À faire: Prolongez le récit de la visite d'Angkor reproduit plus bas en reprenant juste après sa dernière phrase.

Texte extrait:
########################################

Au matin, c'est parti pour les temples. Nous louons deux vélos à 1$, et nous mettons en route pour les 10 kilomètres qui nous séparent du parc, au nord du centre-ville. A mi-chemin, un premier arrêt aux guichets noirs de monde pour acheter nos passes. A noter que trois type de billets sont disponibles : un passe d'une journée pour 20$, de trois jours valables une semaine (vous pouvez répartir vos trois jours comme vous le désirez sur une semaine) pour 40$, et un passe d'une semaine valable un mois pour 60$. De notre côté, nous prenons le passe 3 jours.

Un petit coup de poinçon, quelques coups de pédales, et nous voilà dans le parc d'Angkor.

Avant de poursuivre, vous ne couperez pas à quelques lignes de contextualisation historique. Un site de cet envergure, forcément, ça ne se construit pas en un jour, et le symbolisme d'Angkor s'inscrit dans l'histoire longue et complexe d'un des plus grands et prospères empires de l'histoire d'Asie.

L'Empire Khmer prend sa source au 5è siècle, à travers la montée en puissance des premiers royaumes khmers, qui établirent leur première principauté au nord du lac de Tonle Sap, dans l'actuel Cambodge.

Entre le 5è et le 9è siècle, les différents souverains khmers étendirent leur territoire, transformant le royaume en empire, et déplaçant sa capitale à de multiples reprises.

La fin du 9è siècle marque le début de l'âge d'or de l'empire. La capitale est fixée dans la région d'Angkor, et l'art angkorien s'y épanouit grâce à une série de grands souverains bâtisseurs. Belliqueux et expansionnistes, ces grands rois se lancèrent également dans les conquêtes.

Cette âge d'or va durer plus de quatre siècles. A son apogée, à la fin du 12è siècle, l'Empire Khmer règne sur un territoire comprenant le Cambodge, une grande partie de la Thaïlande, de la Malaisie et du Vietnam, ainsi que la quasi-totalité du Laos actuel.

En parallèle, la cité d'Angkor, capitale de l'empire, connait une croissance et une évolution architecturale qui font passer le Londre ou le Paris de l'époque pour de minuscules villages campagnards...

Si aujourd'hui ne subsiste de cette cité que quelques temples (et par ''quelques'' j'entends plusieurs centaines!) et bassins qui luttent désespérément contre une jungle qui reprend ses droits, il faut savoir qu'au sommet de sa puissance, Angkor était une ville immense de près d'un million d'habitants, couvrant une superficie de 1000 kilomètres carrés. Il faut imaginer un gigantesque échiquier de bassins reliés par un formidable système hydraulique de canaux, entourant des milliers de temples (environ 3000 à l'époque!), de marchés, d'habitations, de rues encombrées de charrettes, de commercants, d'habitants.

########################################

Données sources:
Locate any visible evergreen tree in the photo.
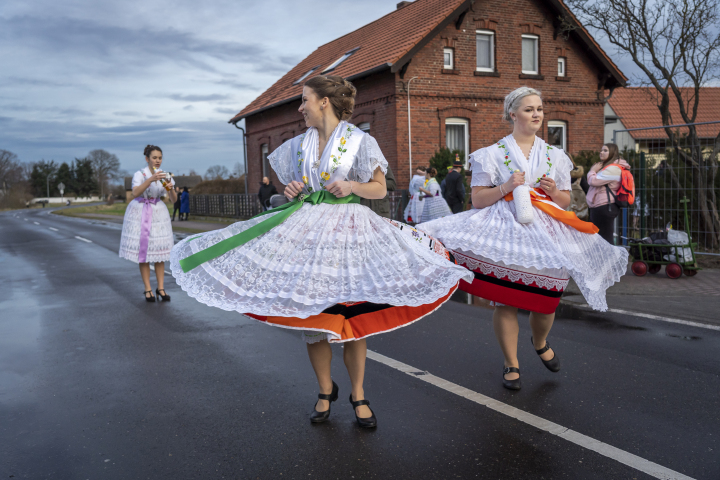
[73,158,98,197]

########################################

Réponse:
La formidable patte architecturale des temples d'Angkor qui sont arrivés jusqu'à nous doit sa magnificence et sa complexité en partie à la succession d'influences religieuses, tantôt hindoues, tantôt bouddhistes, qui a marqué l'histoire de l'Empire.

Aujourd'hui, le parc archéologique d'Angkor, classé au patrimoine mondial en 1992, accueille environs un millions de visiteurs par an dans une enceinte de 400 kilomètres carrés abritant plus de 200 monuments et près de 600 sites archéologiques...

Démesuré, c'est le mot. Et lorsqu'on voit ce que ça donne aujourd'hui, on peine à imaginer ce que ça devait être au 12è siècle!

Histoire d'éviter les répétitions, passons tout de suite sur nos impressions positives (nous parlerons du reste au fur et à mesure...) : le site et sa visite sont absolument grandioses, gigantesques, formidables, et tout ce qui va avec. Ils brossent plusieurs siècles d'histoire à travers des édifices souvent immenses, fantastiques, fourmillant de détails historiques et visuels, de bas-reliefs, de sculptures, de statues, de colonnes, le tout au milieu de la forêt et souvent dévoré par la végétation qui ajoute alors une touche ''temple abandonné'' mystique incroyable.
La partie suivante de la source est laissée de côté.